> [PROMPT] Here is the task for the records below: repeat exactly the lines from the one with "Target: puddle on pavement" to the one with "Target: bumper step pad", both included, and nothing else.

___ PROVIDED DATA

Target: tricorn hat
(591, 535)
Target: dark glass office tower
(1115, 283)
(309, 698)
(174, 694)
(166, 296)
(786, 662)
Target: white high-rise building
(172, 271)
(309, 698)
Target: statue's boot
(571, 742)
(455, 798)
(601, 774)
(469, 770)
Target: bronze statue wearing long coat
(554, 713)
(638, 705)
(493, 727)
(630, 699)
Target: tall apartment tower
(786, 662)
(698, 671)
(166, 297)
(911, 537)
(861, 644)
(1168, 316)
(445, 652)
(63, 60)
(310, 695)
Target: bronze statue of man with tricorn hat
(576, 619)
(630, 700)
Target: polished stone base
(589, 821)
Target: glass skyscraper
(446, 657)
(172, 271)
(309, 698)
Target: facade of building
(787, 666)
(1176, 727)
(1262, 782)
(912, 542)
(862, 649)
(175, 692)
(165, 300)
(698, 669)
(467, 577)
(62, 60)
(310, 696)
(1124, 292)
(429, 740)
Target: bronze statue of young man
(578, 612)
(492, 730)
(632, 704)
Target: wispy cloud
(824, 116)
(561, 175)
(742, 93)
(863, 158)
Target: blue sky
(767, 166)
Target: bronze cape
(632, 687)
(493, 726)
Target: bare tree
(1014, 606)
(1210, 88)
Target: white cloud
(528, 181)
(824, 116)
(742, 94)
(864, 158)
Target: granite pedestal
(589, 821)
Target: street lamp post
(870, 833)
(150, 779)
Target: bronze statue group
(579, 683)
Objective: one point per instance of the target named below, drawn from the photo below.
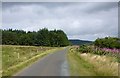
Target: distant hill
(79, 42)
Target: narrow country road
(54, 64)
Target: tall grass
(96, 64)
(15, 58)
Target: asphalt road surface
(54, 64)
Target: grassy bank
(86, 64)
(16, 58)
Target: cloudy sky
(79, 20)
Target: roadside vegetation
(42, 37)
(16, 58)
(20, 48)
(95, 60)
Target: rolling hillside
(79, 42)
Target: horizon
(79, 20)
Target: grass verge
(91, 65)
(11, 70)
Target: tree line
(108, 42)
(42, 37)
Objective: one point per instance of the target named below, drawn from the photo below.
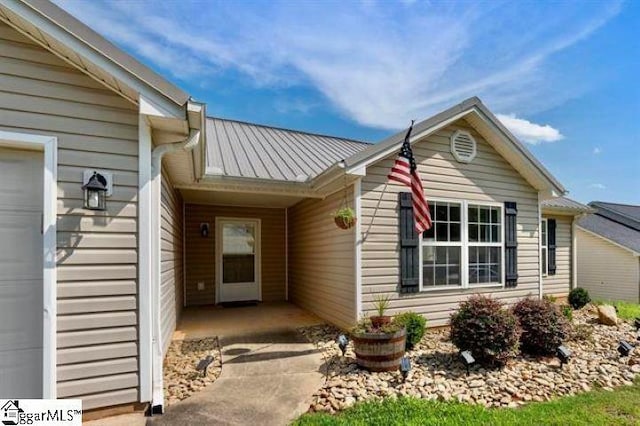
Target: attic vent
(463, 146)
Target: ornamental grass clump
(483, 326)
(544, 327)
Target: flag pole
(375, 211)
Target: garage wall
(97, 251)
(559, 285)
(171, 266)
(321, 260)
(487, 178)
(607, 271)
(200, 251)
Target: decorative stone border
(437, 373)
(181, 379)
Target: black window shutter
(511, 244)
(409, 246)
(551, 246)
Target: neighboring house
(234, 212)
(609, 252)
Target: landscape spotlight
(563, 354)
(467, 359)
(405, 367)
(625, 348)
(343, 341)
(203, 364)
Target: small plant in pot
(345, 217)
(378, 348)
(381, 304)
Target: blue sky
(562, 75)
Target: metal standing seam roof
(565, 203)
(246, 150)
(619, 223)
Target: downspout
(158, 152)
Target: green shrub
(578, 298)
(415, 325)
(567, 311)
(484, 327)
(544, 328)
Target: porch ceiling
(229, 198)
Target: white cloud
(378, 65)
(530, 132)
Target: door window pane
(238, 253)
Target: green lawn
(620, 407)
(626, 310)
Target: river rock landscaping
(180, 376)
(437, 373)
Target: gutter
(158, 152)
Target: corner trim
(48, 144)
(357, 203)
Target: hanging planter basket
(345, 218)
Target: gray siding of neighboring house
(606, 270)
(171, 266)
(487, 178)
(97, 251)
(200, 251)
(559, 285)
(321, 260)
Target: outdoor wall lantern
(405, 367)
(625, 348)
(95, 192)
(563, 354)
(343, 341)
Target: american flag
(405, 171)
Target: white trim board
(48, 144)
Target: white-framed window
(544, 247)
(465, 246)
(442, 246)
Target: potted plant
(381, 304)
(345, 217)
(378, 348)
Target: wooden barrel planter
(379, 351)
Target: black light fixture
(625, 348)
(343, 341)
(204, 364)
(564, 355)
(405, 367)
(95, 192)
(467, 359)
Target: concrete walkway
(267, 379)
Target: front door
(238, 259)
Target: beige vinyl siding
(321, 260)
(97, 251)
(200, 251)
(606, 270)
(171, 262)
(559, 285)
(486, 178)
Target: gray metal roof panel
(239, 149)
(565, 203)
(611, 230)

______
___ PROVIDED DATA

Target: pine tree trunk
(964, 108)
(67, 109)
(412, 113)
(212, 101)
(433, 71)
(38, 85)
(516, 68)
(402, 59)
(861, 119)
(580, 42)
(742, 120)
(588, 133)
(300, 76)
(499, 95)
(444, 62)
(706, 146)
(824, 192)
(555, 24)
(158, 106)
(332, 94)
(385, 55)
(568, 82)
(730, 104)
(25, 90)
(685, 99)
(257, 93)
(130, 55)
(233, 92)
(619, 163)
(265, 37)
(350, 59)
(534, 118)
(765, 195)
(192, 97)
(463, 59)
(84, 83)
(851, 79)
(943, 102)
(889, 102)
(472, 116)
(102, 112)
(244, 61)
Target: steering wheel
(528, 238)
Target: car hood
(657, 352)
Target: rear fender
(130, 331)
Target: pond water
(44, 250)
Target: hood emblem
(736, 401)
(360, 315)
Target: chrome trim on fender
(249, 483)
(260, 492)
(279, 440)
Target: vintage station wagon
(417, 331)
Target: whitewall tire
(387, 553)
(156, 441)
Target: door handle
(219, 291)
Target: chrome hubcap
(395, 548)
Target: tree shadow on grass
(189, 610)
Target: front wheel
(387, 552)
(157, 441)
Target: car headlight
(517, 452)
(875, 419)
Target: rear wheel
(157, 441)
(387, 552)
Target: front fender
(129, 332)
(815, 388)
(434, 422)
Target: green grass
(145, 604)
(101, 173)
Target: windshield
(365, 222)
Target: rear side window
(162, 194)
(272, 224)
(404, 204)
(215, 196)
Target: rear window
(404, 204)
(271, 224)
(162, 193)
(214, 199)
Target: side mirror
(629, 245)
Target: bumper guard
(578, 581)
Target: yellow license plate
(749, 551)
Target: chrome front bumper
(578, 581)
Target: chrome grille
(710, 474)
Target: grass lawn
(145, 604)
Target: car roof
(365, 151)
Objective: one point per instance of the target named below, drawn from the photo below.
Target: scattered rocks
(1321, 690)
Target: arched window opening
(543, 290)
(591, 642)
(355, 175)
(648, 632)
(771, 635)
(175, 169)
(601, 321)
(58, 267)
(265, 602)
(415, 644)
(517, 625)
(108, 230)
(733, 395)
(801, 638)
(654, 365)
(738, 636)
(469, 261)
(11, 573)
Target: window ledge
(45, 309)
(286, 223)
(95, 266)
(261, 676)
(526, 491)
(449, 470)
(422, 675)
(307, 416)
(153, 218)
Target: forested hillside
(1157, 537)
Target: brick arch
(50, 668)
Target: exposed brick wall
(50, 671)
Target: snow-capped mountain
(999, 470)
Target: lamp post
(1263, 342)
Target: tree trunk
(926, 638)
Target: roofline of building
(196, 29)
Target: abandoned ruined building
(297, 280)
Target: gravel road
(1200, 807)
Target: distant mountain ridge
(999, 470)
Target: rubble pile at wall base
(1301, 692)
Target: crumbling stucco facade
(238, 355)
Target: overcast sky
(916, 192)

______
___ PROVIDED DATA

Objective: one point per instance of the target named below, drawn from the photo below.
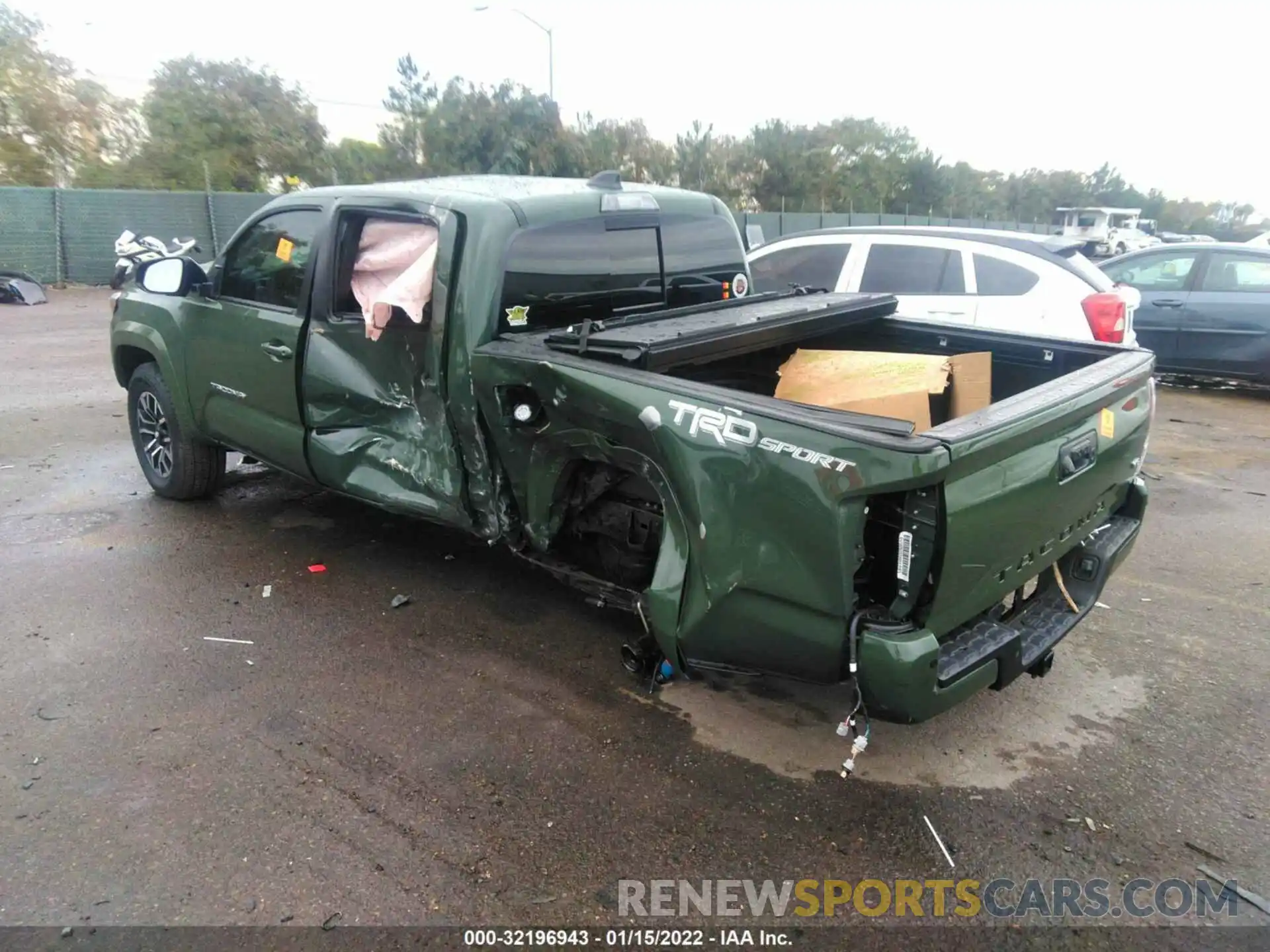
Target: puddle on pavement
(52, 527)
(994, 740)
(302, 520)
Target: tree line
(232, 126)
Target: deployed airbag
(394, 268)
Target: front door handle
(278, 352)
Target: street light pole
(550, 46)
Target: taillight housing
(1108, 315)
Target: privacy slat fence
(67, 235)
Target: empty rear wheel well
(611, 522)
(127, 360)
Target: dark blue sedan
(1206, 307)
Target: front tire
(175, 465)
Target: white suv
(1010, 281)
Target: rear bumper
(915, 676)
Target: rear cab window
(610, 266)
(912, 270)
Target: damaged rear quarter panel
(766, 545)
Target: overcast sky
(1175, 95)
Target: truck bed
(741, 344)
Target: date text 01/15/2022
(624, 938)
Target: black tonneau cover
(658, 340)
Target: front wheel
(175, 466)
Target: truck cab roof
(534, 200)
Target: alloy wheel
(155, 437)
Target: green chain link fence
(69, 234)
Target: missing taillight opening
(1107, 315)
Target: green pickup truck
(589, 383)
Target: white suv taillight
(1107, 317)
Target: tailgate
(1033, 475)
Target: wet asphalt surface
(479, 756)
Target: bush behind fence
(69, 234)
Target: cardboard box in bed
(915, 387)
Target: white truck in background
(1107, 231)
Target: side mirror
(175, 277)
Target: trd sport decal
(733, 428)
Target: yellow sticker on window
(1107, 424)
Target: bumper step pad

______

> [RESPONSE TO THE EXERCISE]
Target: puddle on pavement
(52, 527)
(994, 740)
(302, 520)
Target: tree line
(232, 126)
Target: deployed airbag
(394, 268)
Target: front door handle
(278, 352)
Target: street light pole
(550, 46)
Target: taillight housing
(1108, 315)
Target: privacy slat fence
(67, 235)
Target: empty rear wheel well
(611, 522)
(127, 360)
Target: dark blue sedan
(1206, 307)
Target: front tire
(175, 465)
Target: white suv
(1010, 281)
Target: rear bumper
(915, 676)
Target: rear cab window
(610, 266)
(912, 270)
Target: damaged rear quarter panel
(766, 545)
Target: overcast sky
(1175, 95)
Target: truck bed
(741, 344)
Target: date text 01/15/2022
(624, 938)
Target: black tonneau cover
(658, 340)
Target: front wheel
(175, 466)
Target: truck cab roof
(534, 200)
Target: alloy wheel
(155, 437)
Target: green chain link fence
(69, 234)
Target: missing taillight opening
(1107, 315)
Target: green pickup truck
(589, 383)
Target: white suv taillight
(1107, 317)
Target: tailgate
(1033, 475)
Target: wet asphalt surface
(479, 756)
Target: bush behind fence
(69, 234)
Target: cardboard box in bed
(915, 387)
Target: white truck in background
(1107, 231)
Target: side mirror
(175, 277)
Target: trd sport decal
(733, 428)
Target: yellow sticker on window
(1107, 424)
Target: bumper step pad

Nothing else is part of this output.